## Problem:
The lines from the top of the records below through the one containing "Inside every <instance>" are to be transcribed exactly, and nothing else is to be added.
---- Dataset excerpts
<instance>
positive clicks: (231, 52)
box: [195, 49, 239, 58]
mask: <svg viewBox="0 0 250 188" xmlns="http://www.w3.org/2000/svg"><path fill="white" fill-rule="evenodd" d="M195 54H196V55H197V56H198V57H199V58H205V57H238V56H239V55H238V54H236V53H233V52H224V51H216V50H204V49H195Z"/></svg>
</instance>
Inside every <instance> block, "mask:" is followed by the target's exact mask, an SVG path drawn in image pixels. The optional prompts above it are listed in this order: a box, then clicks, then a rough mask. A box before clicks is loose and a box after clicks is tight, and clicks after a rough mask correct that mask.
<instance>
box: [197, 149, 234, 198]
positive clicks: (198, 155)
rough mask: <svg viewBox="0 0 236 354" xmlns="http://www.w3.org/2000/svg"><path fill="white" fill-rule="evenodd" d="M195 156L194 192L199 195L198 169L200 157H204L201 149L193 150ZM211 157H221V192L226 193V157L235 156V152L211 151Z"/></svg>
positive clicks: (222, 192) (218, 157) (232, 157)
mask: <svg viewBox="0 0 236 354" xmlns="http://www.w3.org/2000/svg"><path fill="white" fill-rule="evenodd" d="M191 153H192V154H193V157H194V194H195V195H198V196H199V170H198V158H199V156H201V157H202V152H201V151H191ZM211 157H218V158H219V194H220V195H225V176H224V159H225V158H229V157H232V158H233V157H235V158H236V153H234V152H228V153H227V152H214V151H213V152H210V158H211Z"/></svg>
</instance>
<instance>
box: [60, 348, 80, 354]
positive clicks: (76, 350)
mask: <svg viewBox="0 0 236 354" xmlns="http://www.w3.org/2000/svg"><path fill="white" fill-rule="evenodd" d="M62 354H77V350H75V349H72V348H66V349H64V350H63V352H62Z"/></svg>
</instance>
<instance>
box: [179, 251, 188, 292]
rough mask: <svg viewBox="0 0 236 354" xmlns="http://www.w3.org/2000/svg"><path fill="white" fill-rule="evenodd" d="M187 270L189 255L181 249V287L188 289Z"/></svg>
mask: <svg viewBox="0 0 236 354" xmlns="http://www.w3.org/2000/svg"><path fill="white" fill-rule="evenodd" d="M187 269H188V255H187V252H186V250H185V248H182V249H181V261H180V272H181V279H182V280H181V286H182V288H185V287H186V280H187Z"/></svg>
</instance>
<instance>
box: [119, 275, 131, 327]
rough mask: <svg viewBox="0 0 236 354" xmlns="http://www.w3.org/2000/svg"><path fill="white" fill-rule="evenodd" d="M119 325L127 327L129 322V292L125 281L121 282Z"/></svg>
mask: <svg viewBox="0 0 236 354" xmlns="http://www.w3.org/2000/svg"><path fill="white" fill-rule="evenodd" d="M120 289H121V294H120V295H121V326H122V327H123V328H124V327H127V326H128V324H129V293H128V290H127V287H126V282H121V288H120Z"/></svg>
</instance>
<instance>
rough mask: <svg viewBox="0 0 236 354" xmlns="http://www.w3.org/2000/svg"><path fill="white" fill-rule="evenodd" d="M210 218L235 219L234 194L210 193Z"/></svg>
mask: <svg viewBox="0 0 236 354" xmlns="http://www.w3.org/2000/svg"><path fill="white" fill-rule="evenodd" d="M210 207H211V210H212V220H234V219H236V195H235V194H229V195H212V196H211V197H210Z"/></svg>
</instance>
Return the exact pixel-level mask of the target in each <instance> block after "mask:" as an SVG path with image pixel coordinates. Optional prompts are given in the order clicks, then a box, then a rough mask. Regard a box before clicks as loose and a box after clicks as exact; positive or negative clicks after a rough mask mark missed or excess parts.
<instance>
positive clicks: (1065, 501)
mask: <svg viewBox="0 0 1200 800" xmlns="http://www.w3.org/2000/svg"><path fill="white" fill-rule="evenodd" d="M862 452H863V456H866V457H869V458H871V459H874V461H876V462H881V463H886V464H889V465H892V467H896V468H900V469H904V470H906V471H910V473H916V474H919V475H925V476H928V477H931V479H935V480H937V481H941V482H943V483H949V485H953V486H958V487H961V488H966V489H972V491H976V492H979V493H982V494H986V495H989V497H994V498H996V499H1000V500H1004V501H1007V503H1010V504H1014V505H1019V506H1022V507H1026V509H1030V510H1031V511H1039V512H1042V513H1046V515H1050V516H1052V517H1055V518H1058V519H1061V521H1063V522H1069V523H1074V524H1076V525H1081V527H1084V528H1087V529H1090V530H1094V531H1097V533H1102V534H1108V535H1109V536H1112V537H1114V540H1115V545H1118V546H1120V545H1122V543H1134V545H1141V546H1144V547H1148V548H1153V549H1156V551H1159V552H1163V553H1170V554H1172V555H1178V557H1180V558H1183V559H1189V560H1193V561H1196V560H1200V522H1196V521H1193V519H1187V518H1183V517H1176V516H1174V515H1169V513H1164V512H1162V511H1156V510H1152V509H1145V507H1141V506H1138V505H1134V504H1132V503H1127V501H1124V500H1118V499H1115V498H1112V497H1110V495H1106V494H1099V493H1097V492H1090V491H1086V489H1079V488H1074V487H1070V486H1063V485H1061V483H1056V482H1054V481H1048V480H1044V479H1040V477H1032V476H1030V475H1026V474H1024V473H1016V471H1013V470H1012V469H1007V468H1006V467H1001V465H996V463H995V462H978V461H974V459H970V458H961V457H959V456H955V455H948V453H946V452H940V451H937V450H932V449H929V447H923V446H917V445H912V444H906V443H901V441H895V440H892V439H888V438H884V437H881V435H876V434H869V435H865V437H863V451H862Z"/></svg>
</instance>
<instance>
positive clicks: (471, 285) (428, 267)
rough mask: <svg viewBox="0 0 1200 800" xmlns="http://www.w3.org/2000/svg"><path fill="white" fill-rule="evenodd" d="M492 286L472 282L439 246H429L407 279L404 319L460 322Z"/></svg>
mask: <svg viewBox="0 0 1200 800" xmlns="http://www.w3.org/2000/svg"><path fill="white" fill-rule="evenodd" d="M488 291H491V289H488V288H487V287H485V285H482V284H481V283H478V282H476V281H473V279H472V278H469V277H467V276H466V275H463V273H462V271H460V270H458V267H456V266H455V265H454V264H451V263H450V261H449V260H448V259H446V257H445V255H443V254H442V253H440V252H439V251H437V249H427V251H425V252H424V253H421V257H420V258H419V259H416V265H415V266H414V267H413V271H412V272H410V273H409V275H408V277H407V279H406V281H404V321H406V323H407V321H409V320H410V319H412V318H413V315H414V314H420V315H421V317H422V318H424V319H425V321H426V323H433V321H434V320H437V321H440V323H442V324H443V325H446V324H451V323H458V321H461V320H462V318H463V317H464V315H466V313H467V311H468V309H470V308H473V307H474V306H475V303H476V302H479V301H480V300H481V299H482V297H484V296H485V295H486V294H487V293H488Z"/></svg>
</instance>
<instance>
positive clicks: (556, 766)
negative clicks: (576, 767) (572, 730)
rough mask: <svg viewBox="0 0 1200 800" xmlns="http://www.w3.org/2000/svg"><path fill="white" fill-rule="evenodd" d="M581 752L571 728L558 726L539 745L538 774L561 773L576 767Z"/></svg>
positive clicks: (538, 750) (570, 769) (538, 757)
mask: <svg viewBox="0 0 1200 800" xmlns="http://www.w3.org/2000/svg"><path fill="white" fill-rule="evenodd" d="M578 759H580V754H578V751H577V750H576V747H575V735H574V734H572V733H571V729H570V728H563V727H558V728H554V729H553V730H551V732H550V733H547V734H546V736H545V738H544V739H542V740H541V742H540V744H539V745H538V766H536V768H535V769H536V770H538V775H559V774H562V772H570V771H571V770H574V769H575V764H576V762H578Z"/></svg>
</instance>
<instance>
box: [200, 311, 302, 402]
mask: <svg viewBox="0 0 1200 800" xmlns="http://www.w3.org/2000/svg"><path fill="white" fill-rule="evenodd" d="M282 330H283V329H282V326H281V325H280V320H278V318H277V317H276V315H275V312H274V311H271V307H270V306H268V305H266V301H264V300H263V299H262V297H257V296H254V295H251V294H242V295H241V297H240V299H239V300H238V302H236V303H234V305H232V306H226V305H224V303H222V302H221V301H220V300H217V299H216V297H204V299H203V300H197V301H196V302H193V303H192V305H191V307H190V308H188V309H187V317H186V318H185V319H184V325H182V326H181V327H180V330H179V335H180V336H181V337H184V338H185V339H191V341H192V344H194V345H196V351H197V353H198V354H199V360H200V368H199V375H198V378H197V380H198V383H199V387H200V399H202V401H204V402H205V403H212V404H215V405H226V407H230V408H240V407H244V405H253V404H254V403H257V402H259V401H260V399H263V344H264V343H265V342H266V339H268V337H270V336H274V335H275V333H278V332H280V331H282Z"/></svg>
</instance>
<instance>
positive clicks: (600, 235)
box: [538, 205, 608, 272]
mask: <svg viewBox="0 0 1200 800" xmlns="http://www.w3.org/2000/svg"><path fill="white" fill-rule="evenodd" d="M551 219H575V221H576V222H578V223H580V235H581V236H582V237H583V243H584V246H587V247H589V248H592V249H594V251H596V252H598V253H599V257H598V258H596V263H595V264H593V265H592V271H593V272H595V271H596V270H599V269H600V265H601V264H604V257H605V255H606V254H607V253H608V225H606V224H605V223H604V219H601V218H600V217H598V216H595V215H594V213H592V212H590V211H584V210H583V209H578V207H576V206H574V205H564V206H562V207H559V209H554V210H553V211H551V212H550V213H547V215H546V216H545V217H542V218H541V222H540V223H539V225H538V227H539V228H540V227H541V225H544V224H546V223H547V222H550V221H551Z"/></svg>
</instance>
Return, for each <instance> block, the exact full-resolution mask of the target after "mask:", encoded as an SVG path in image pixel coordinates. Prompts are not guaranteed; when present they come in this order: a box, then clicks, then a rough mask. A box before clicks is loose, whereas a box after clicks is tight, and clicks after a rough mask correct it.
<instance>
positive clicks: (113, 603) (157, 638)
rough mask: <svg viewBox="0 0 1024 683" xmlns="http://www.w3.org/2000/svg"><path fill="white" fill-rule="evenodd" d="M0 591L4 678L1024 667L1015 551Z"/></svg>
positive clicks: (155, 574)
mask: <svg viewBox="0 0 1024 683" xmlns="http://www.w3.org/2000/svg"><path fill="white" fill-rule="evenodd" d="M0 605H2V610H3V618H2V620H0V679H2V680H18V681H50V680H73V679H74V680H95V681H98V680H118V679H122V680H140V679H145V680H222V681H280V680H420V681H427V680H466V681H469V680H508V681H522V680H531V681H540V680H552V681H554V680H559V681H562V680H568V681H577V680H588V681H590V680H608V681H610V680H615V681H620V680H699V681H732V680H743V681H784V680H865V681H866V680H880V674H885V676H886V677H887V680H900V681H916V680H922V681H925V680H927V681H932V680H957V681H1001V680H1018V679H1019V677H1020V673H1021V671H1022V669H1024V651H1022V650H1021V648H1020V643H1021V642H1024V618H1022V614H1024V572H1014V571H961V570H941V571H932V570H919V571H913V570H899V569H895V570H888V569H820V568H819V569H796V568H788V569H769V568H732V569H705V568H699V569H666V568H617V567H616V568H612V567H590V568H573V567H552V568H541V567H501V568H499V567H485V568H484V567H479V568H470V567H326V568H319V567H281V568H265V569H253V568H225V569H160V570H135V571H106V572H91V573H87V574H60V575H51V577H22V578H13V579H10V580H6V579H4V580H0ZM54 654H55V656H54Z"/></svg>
--------
## Response box:
<instance>
positive clicks: (231, 52)
box: [195, 49, 239, 58]
mask: <svg viewBox="0 0 250 188" xmlns="http://www.w3.org/2000/svg"><path fill="white" fill-rule="evenodd" d="M195 54H196V55H197V56H198V57H199V58H205V57H238V56H239V55H238V54H236V53H233V52H224V51H216V50H204V49H195Z"/></svg>
</instance>
Inside every <instance> block, "mask:" is followed by the target's exact mask, an SVG path drawn in image pixels. The optional prompts above it are listed in this order: a box, then clicks, then a rough mask. A box before clicks is loose and a box after clicks is tight, and clicks after a rough mask correct that mask.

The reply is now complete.